#### Directions:
Count the lines below that contain the word "dark" and give only that number.
-- BEGIN Supplied data --
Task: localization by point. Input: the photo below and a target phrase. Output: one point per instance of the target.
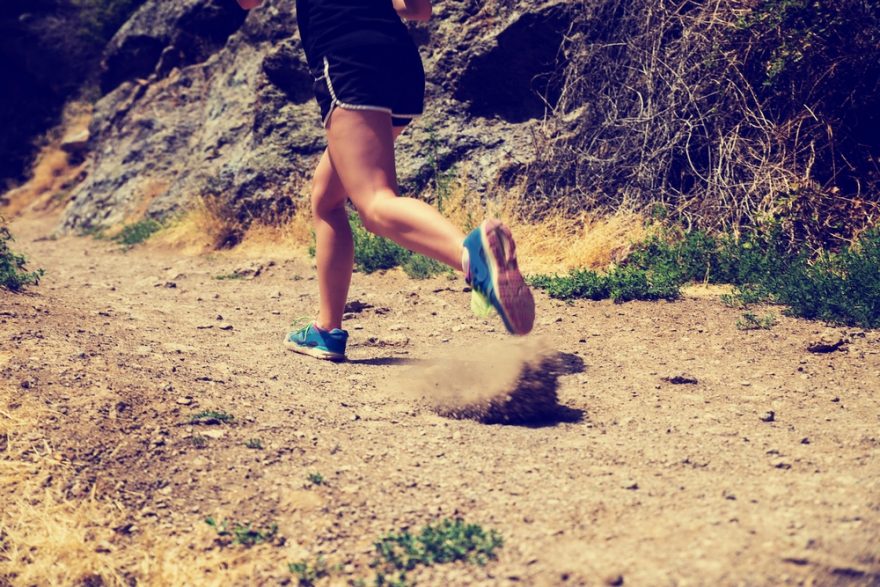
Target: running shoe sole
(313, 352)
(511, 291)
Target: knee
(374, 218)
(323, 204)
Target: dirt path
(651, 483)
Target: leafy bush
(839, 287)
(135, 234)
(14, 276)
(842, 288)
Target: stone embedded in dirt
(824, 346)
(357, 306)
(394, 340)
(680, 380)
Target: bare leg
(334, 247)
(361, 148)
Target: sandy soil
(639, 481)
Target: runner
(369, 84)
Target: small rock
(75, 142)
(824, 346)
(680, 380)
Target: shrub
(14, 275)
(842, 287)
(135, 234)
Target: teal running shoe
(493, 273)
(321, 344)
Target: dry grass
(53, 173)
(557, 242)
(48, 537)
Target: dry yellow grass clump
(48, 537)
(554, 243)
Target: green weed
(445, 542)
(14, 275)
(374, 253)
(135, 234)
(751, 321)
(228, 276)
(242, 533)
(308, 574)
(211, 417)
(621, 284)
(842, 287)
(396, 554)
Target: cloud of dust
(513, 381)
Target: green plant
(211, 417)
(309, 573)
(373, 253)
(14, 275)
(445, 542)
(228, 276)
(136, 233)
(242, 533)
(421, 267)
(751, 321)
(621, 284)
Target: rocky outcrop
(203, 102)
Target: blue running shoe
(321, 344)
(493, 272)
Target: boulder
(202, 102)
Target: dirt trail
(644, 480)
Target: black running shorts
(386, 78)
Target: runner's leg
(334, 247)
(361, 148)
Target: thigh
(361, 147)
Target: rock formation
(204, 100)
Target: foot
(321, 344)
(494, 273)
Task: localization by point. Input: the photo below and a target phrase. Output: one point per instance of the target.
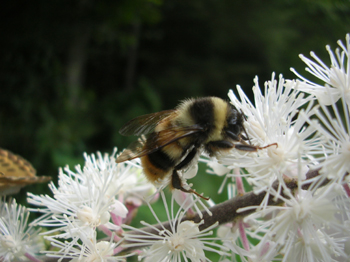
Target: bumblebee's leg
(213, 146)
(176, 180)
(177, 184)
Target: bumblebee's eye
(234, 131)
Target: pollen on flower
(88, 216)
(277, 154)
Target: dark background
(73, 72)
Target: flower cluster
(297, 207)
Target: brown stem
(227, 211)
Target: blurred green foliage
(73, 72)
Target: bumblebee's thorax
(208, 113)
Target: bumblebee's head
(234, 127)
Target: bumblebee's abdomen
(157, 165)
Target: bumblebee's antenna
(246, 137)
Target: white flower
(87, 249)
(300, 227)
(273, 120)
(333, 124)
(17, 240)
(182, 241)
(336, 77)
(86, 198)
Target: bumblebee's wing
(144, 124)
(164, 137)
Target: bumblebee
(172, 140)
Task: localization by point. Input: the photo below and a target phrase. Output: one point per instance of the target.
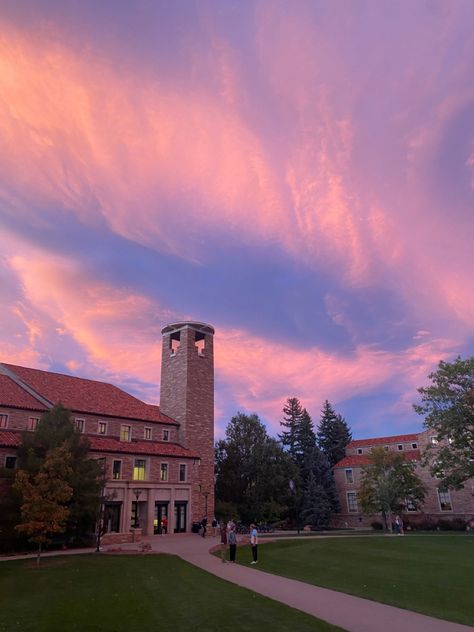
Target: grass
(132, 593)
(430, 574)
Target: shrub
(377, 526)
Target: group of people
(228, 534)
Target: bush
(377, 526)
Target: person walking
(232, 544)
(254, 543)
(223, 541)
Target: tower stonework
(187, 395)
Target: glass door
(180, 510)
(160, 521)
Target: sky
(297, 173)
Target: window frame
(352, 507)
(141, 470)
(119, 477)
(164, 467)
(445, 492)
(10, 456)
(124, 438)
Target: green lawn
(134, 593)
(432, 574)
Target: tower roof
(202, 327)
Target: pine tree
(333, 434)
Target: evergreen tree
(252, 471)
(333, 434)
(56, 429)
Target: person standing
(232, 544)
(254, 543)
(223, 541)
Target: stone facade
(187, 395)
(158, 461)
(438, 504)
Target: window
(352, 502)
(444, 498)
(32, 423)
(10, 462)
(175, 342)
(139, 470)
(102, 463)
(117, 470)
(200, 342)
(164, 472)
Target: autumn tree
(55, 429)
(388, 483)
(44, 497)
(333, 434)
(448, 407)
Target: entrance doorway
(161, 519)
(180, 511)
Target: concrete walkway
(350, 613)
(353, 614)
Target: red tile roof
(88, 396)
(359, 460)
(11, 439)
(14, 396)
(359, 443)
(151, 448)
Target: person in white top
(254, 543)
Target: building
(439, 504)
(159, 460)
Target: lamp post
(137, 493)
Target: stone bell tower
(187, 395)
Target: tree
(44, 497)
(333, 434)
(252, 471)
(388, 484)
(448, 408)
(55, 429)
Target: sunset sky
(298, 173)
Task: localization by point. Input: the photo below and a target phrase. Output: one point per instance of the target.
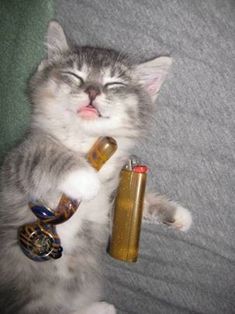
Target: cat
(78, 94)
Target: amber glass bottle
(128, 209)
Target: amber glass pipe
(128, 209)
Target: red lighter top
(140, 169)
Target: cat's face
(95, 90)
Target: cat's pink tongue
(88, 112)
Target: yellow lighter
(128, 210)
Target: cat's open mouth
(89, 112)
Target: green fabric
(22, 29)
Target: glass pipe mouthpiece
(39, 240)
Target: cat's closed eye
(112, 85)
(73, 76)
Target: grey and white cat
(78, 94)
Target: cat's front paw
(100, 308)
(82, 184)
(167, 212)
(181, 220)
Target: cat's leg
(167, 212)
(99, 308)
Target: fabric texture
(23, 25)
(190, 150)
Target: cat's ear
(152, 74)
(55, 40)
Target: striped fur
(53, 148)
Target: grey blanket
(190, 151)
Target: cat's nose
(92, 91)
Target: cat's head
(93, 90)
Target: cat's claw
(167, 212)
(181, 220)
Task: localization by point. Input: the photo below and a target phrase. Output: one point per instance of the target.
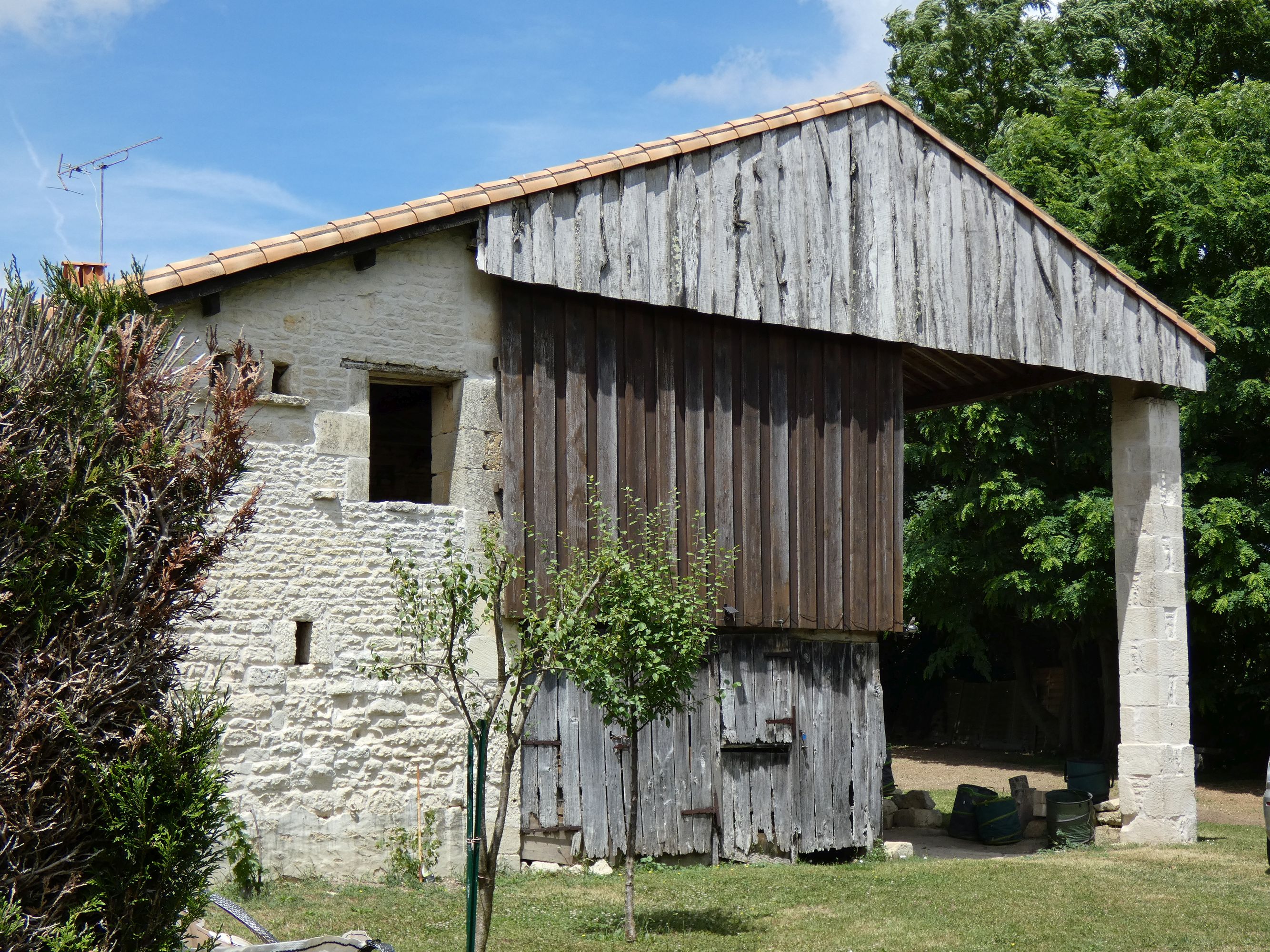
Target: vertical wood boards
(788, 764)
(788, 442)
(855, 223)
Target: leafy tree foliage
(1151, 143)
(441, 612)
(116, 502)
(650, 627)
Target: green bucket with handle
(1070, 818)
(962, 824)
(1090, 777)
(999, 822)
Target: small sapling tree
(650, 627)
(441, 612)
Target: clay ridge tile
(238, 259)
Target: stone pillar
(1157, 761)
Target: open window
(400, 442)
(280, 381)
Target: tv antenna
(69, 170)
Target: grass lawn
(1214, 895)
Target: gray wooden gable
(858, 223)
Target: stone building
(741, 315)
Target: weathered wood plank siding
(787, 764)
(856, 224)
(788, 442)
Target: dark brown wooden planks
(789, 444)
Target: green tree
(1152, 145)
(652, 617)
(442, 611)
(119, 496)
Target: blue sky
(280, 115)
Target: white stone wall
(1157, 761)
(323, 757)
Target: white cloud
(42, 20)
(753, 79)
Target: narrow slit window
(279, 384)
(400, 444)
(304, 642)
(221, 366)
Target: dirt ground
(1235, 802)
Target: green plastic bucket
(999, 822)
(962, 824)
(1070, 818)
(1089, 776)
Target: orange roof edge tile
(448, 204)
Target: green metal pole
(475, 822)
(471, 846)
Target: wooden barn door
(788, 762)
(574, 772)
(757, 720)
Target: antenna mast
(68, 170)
-- END Supplied data --
-- BEGIN Supplied data --
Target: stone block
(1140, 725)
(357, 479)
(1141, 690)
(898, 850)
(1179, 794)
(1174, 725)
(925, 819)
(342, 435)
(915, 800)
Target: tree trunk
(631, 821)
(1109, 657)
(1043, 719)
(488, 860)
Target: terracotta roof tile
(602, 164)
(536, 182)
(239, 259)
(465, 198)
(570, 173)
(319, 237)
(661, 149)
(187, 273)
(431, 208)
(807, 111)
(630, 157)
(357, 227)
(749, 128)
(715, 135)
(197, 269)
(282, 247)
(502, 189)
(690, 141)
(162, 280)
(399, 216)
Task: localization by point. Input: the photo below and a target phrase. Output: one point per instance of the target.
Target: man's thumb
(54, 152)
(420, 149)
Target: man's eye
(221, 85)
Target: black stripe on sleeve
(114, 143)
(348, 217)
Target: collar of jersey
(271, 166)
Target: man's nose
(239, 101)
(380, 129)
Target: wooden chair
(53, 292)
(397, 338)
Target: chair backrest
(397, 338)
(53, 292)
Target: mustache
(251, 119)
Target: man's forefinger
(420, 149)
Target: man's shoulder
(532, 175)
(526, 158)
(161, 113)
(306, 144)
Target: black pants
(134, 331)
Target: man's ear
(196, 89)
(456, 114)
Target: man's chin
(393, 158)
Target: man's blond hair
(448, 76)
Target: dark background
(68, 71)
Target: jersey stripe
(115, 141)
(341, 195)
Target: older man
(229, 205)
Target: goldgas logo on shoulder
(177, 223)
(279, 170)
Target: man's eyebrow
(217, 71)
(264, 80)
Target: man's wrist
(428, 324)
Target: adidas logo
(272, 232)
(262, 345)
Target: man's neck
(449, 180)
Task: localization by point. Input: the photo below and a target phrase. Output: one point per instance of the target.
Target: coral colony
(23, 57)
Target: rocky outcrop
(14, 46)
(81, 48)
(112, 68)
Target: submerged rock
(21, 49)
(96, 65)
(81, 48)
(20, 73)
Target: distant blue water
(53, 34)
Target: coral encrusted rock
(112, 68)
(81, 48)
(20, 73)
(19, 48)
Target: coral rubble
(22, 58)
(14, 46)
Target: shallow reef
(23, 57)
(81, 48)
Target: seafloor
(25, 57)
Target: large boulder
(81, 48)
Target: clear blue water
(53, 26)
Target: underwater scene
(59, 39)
-- END Supplied data --
-- BEGIN Supplied data --
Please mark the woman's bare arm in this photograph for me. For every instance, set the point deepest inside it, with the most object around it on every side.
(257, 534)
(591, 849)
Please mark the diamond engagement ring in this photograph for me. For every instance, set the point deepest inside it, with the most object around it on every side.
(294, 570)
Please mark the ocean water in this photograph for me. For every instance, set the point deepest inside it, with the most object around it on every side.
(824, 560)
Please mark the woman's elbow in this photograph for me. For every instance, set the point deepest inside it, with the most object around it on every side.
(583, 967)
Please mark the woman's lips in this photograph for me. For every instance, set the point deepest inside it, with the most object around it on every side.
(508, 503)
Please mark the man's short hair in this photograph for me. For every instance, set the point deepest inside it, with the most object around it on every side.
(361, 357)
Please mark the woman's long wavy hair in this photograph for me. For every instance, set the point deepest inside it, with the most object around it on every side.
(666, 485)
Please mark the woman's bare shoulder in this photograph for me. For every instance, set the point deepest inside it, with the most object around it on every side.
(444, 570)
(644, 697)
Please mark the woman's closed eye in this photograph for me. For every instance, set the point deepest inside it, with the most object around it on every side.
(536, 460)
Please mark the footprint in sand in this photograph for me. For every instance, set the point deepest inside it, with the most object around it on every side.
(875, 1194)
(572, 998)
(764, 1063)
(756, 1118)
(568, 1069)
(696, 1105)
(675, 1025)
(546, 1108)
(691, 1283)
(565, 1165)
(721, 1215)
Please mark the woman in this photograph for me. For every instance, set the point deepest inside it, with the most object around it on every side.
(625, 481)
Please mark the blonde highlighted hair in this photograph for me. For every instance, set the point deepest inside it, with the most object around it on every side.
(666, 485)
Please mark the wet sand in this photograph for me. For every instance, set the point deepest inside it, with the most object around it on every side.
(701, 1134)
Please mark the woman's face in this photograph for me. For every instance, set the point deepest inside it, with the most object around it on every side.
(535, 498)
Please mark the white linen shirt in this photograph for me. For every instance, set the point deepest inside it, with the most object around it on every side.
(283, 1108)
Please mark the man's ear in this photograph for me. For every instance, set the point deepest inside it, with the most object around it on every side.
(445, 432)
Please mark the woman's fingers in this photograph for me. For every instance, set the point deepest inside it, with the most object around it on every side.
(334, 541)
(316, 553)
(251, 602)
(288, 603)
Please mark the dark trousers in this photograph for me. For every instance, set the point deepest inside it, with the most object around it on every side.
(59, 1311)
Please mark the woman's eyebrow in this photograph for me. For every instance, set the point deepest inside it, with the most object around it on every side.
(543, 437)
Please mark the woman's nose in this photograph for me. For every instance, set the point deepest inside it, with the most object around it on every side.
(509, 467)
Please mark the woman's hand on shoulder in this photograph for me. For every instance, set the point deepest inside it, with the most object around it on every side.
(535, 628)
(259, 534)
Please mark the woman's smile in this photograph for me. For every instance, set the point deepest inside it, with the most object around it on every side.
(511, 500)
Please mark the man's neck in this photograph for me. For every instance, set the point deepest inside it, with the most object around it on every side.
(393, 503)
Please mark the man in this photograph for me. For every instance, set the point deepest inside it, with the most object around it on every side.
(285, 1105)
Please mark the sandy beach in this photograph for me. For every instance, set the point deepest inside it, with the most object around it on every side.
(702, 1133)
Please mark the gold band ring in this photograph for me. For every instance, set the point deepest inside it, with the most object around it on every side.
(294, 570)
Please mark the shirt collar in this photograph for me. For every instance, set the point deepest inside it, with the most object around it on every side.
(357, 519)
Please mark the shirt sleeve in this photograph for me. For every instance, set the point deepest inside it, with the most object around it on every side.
-- END Supplied data --
#### Answer for the task:
4